Excerpt
This special issue enriches this growing literature. Its original contribution stems from its focus on nonviolent struggle in the context of armed conflict — a setting that presents proponents of civil resistance with particular challenges — as well as its examination of the links between this form of nonviolent action and peacebuilding and development when used in conflict-affected areas. To be sure, other bodies of literature have long paid heed to nonviolent struggle (for example, social movements research) as well as to the dynamics and processes that characterise armed conflicts (for example, international relations and peace and conflict studies). This collection of articles and briefings makes important progress in the much-needed task of bridging these fields, which, while studying similar phenomena, use different lenses and varying theoretical and analytical frameworks, often proceeding without engaging each other’s findings. The authors in this volume, in addition to documenting stories of nonviolent resistance in regions as diverse as Africa, South America, the Middle East and South Asia, explore some of the assumptions often made regarding the relationship between nonviolent action and civilian protection, the promotion of peace, good governance, and social justice.

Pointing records
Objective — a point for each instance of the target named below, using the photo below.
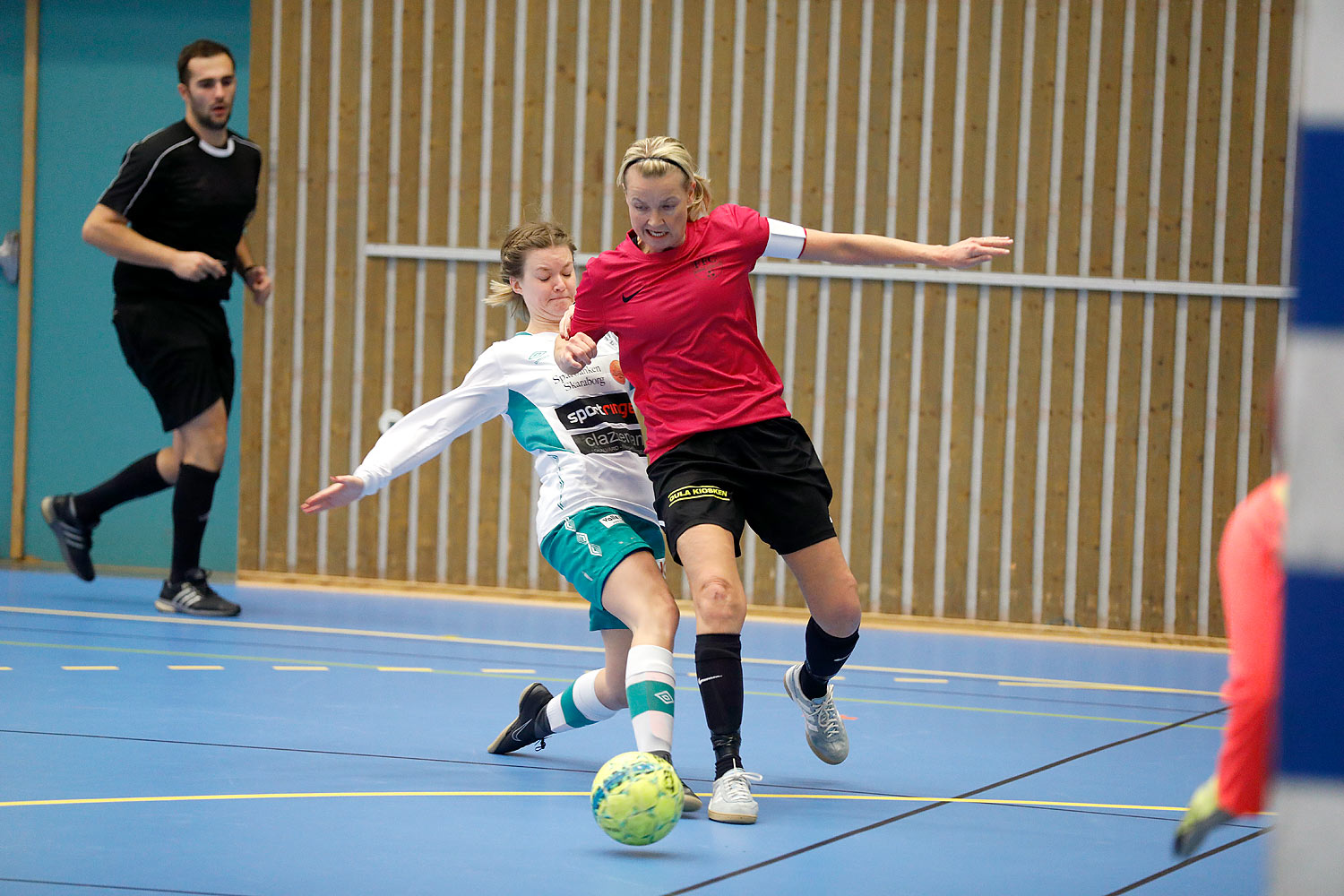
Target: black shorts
(765, 473)
(180, 352)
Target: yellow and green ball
(636, 798)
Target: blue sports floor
(333, 743)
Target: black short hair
(196, 50)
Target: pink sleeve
(586, 301)
(752, 228)
(1250, 573)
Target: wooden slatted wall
(1034, 450)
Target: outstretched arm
(870, 249)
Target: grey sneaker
(824, 727)
(194, 597)
(733, 801)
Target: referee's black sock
(136, 481)
(718, 665)
(191, 503)
(824, 659)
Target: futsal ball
(636, 798)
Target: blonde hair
(518, 244)
(658, 156)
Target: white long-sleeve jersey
(581, 429)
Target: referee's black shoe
(73, 536)
(524, 729)
(194, 597)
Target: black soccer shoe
(73, 536)
(521, 731)
(194, 597)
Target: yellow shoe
(1203, 815)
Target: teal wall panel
(108, 77)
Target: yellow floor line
(497, 642)
(757, 694)
(18, 804)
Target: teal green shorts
(588, 546)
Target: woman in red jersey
(1250, 576)
(722, 446)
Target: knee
(659, 616)
(718, 605)
(840, 613)
(207, 449)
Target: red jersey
(687, 325)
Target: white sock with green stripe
(578, 705)
(650, 684)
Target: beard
(206, 118)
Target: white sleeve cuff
(787, 241)
(374, 479)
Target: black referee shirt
(179, 191)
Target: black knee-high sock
(136, 481)
(191, 503)
(718, 665)
(825, 657)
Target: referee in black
(174, 220)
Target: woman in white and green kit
(594, 509)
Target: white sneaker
(824, 728)
(731, 801)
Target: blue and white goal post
(1309, 837)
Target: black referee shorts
(180, 352)
(765, 473)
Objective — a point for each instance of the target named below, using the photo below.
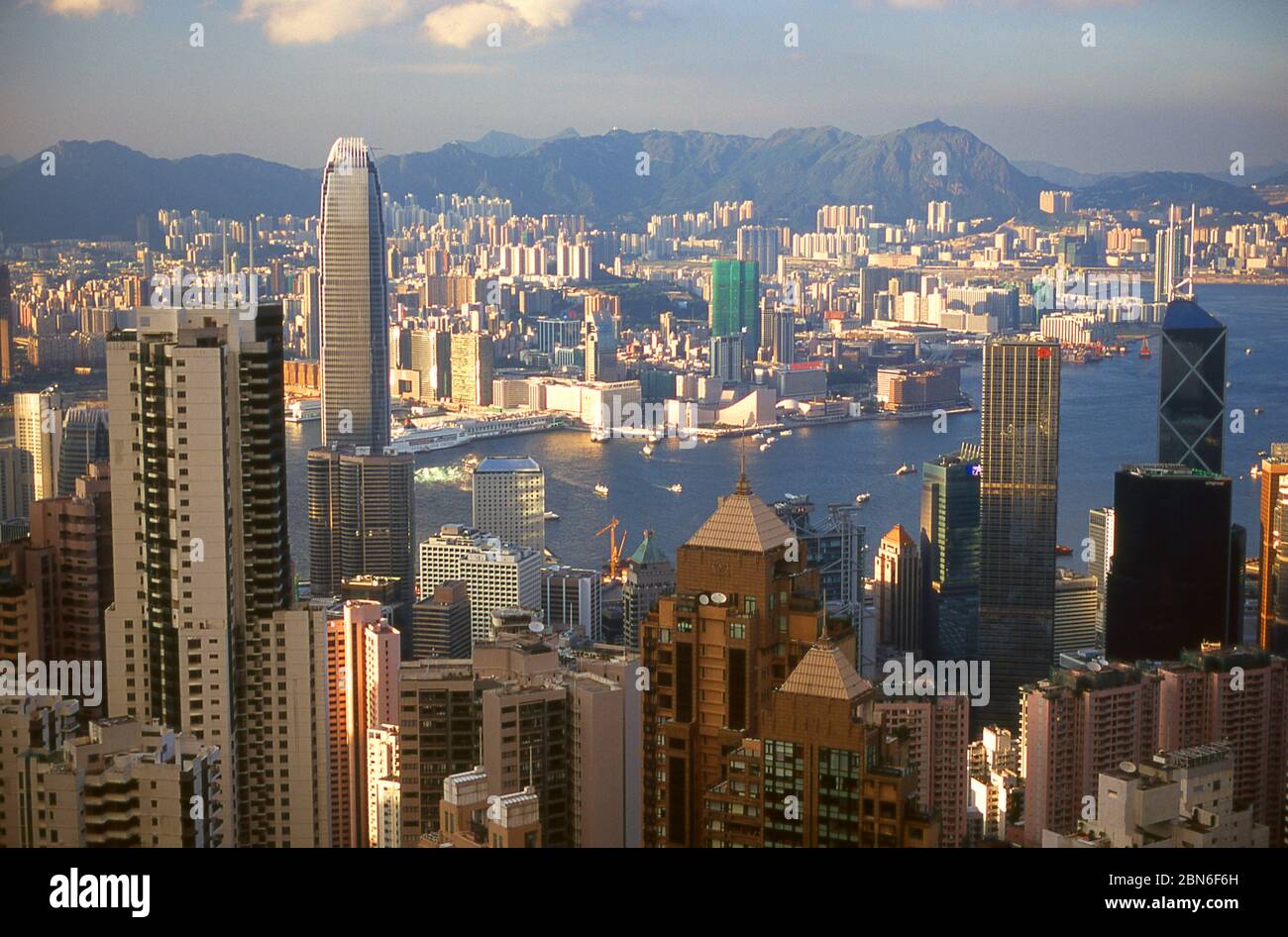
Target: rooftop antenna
(1189, 279)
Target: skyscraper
(361, 520)
(1192, 389)
(432, 360)
(735, 301)
(949, 554)
(1273, 606)
(510, 499)
(1171, 582)
(649, 575)
(472, 368)
(353, 288)
(84, 442)
(38, 428)
(897, 592)
(1019, 468)
(362, 694)
(202, 564)
(742, 617)
(1100, 531)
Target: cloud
(465, 22)
(426, 68)
(89, 8)
(304, 22)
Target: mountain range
(99, 188)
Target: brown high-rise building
(362, 694)
(77, 529)
(825, 774)
(1273, 605)
(439, 704)
(743, 614)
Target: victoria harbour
(1108, 417)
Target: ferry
(429, 439)
(303, 411)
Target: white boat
(429, 439)
(303, 411)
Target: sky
(1095, 86)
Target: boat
(428, 439)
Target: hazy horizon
(1167, 85)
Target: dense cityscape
(432, 518)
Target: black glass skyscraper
(1176, 566)
(949, 554)
(1192, 389)
(1019, 469)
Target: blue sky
(1170, 84)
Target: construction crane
(614, 546)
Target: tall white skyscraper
(353, 288)
(510, 501)
(38, 429)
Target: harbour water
(1108, 417)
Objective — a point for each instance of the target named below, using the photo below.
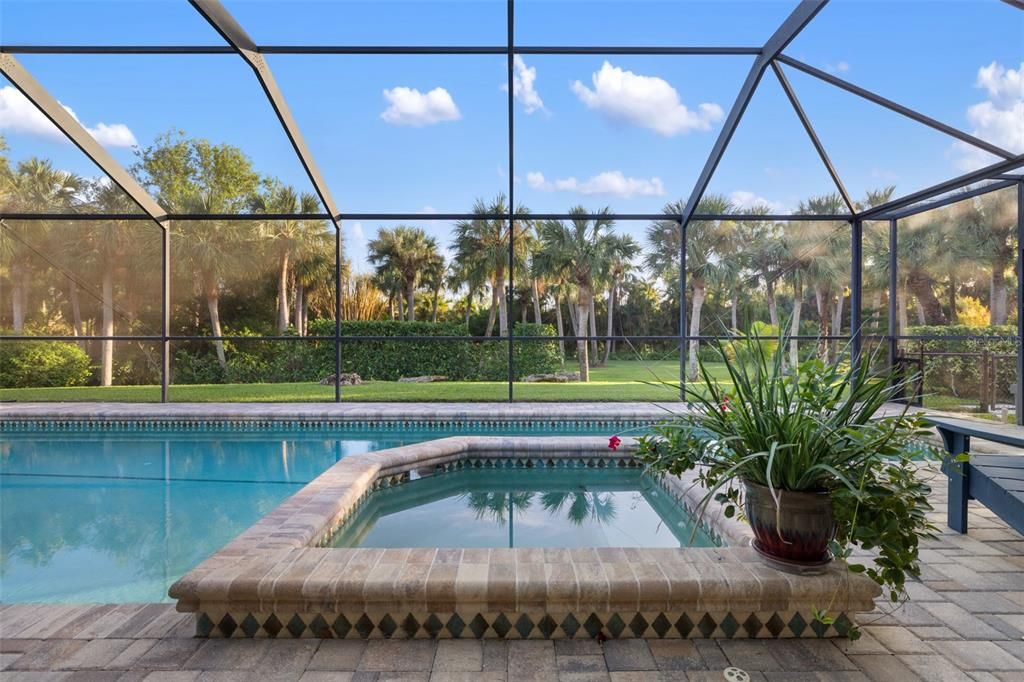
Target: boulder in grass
(347, 379)
(556, 378)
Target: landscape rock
(556, 378)
(347, 379)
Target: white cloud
(647, 101)
(999, 119)
(409, 107)
(742, 199)
(20, 116)
(609, 182)
(522, 86)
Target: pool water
(118, 516)
(542, 507)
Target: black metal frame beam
(899, 109)
(802, 115)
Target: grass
(621, 380)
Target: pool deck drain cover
(278, 579)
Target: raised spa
(539, 506)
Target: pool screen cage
(768, 59)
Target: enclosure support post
(893, 284)
(165, 311)
(337, 313)
(1019, 395)
(856, 287)
(683, 342)
(508, 293)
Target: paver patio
(965, 621)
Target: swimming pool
(118, 514)
(546, 507)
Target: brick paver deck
(965, 621)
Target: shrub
(43, 365)
(961, 375)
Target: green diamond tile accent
(593, 625)
(387, 626)
(478, 626)
(729, 626)
(249, 625)
(296, 626)
(615, 626)
(752, 626)
(204, 626)
(227, 625)
(570, 626)
(365, 626)
(341, 627)
(523, 626)
(547, 626)
(797, 625)
(707, 625)
(843, 625)
(775, 625)
(456, 626)
(502, 626)
(684, 626)
(410, 626)
(638, 625)
(433, 625)
(272, 626)
(818, 627)
(660, 625)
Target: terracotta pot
(797, 531)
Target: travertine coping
(274, 576)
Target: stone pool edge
(274, 580)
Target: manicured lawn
(622, 380)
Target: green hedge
(43, 365)
(961, 376)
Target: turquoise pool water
(543, 507)
(117, 516)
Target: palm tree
(401, 254)
(481, 252)
(34, 186)
(285, 236)
(582, 252)
(707, 246)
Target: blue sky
(428, 133)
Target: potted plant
(808, 456)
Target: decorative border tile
(613, 625)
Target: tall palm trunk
(300, 294)
(283, 292)
(593, 326)
(772, 305)
(583, 314)
(699, 292)
(503, 312)
(560, 327)
(492, 315)
(536, 293)
(17, 297)
(612, 293)
(213, 306)
(411, 300)
(798, 304)
(107, 354)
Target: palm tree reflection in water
(580, 507)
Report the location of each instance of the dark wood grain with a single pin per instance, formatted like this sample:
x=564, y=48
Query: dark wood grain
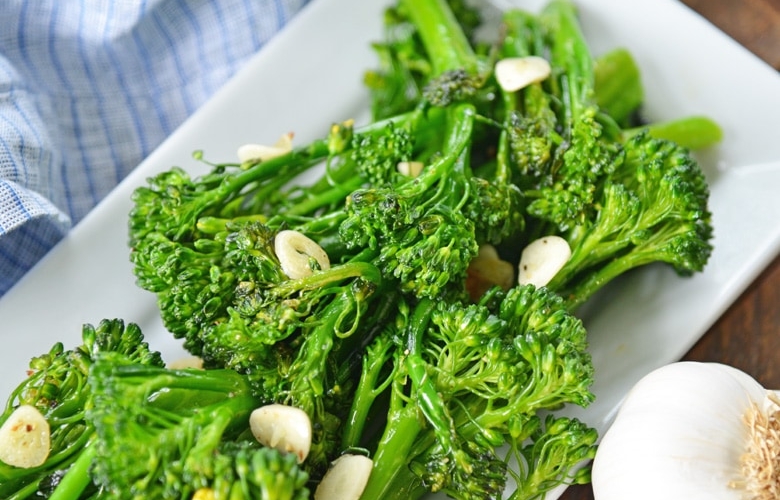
x=747, y=336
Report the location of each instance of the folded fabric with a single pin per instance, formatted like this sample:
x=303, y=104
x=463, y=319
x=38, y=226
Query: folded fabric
x=88, y=89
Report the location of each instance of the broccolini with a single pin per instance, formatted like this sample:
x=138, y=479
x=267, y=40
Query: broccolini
x=386, y=343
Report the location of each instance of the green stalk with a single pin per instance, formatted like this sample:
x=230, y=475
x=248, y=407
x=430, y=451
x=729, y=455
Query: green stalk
x=77, y=478
x=447, y=45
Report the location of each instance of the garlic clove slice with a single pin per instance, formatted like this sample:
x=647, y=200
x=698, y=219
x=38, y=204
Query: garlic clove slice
x=294, y=249
x=25, y=438
x=262, y=152
x=515, y=73
x=410, y=168
x=486, y=270
x=282, y=427
x=541, y=260
x=345, y=479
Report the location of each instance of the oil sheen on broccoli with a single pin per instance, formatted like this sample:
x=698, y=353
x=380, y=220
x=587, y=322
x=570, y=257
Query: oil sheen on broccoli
x=390, y=347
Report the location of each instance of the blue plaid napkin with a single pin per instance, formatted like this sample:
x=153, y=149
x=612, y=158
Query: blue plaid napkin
x=89, y=88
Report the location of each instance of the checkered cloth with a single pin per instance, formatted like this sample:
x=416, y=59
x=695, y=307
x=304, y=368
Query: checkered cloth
x=89, y=88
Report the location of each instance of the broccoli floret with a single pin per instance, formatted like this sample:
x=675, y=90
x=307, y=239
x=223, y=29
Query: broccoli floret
x=654, y=209
x=58, y=387
x=168, y=434
x=478, y=375
x=622, y=198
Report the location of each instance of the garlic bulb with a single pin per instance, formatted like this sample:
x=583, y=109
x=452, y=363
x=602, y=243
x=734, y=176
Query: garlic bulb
x=692, y=431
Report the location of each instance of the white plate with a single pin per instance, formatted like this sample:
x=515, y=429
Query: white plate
x=310, y=76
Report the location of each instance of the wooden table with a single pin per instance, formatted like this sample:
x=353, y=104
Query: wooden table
x=747, y=336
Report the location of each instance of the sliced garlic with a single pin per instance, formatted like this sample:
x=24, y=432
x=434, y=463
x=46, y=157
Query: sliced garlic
x=345, y=479
x=262, y=152
x=410, y=168
x=25, y=439
x=285, y=428
x=542, y=259
x=486, y=270
x=204, y=494
x=514, y=73
x=294, y=250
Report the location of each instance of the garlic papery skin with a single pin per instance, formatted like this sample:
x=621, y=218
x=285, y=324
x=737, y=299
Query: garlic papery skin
x=681, y=433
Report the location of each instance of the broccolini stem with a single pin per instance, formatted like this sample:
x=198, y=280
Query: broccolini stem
x=447, y=45
x=391, y=477
x=77, y=478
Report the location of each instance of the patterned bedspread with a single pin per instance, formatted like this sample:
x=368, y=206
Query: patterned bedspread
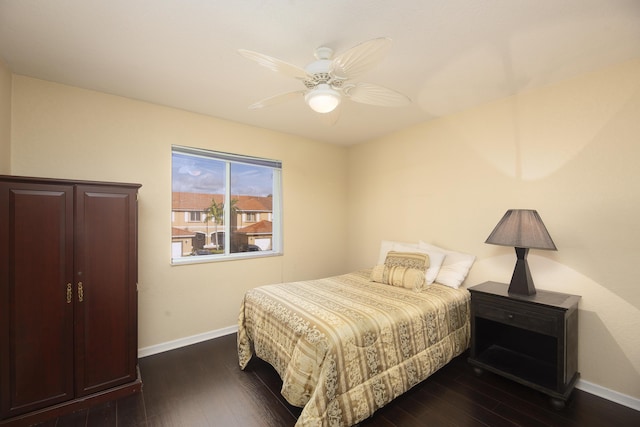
x=345, y=346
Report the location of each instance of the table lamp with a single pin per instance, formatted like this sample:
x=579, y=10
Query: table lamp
x=524, y=230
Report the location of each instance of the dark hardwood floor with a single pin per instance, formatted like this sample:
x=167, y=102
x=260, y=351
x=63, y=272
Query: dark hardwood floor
x=201, y=385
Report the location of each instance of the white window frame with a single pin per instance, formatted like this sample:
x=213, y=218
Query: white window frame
x=275, y=216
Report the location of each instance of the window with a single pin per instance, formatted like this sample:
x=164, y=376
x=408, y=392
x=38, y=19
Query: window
x=195, y=216
x=212, y=193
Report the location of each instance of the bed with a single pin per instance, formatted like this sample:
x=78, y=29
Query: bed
x=345, y=346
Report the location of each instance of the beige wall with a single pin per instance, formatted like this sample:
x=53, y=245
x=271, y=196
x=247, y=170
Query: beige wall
x=5, y=119
x=571, y=151
x=60, y=131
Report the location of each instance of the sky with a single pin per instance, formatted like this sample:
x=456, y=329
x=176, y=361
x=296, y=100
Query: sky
x=194, y=174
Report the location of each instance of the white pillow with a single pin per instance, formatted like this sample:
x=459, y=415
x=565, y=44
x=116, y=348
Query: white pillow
x=435, y=257
x=455, y=267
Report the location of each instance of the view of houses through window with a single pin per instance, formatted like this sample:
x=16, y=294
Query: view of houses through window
x=223, y=205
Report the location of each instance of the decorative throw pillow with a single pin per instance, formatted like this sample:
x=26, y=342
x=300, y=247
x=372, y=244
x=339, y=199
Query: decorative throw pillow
x=435, y=257
x=405, y=277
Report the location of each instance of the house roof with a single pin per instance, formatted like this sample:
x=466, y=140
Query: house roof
x=179, y=232
x=181, y=201
x=262, y=227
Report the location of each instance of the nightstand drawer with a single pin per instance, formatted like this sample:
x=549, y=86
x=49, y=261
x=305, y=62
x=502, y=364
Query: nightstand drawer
x=524, y=319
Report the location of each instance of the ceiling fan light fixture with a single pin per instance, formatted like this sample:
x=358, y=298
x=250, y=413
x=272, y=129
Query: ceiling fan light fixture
x=323, y=99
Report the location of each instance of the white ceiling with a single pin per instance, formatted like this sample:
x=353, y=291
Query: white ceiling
x=447, y=55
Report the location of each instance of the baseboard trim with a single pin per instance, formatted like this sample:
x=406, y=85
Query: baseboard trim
x=589, y=387
x=606, y=393
x=183, y=342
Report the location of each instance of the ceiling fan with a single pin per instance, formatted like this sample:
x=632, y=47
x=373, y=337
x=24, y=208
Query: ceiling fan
x=327, y=80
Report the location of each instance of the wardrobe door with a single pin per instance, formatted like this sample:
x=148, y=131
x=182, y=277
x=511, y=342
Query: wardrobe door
x=105, y=281
x=36, y=296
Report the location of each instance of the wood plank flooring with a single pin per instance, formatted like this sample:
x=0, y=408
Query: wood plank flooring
x=201, y=385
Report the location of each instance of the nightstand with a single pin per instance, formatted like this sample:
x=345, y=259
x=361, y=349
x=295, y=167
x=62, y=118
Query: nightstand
x=529, y=339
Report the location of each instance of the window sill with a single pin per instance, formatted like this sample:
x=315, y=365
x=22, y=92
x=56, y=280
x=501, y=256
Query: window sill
x=199, y=259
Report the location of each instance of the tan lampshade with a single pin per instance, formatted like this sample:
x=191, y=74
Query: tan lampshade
x=521, y=228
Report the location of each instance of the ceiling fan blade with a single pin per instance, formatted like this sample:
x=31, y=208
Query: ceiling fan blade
x=360, y=58
x=367, y=93
x=274, y=64
x=276, y=99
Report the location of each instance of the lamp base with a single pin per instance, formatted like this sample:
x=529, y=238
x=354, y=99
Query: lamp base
x=521, y=281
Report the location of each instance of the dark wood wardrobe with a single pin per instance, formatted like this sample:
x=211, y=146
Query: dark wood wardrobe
x=68, y=295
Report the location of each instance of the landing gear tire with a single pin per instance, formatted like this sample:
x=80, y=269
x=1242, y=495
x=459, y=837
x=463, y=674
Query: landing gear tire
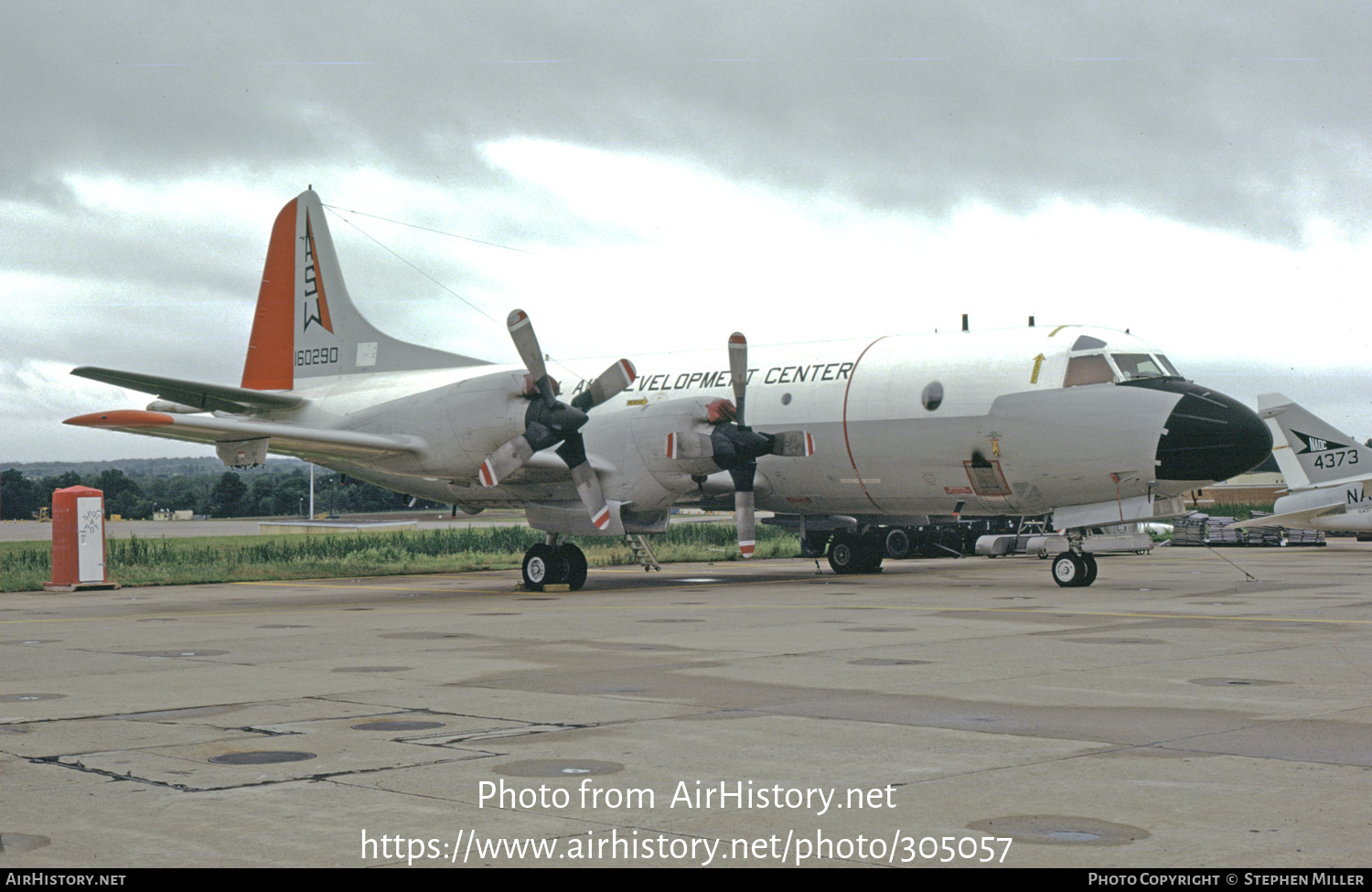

Instructions
1. Answer these questions using the excerpt:
(a) In what setting does the special issue examine nonviolent struggle?
(b) Which field is named as an example of literature that has long paid heed to nonviolent struggle?
(c) Of what two kinds of pieces is the collection made up?
2. List every region the excerpt names as a place where the authors document stories of nonviolent resistance.
3. According to the excerpt, why is bridging the fields that study nonviolent struggle and armed conflict a much-needed task?
The material is not needed for any of this work.

Replies
1.
(a) The context of armed conflict.
(b) Social movements research.
(c) Articles and briefings.

2. Africa, South America, the Middle East, South Asia

3. These fields study similar phenomena but use different lenses and varying theoretical and analytical frameworks. They often proceed without engaging each other's findings.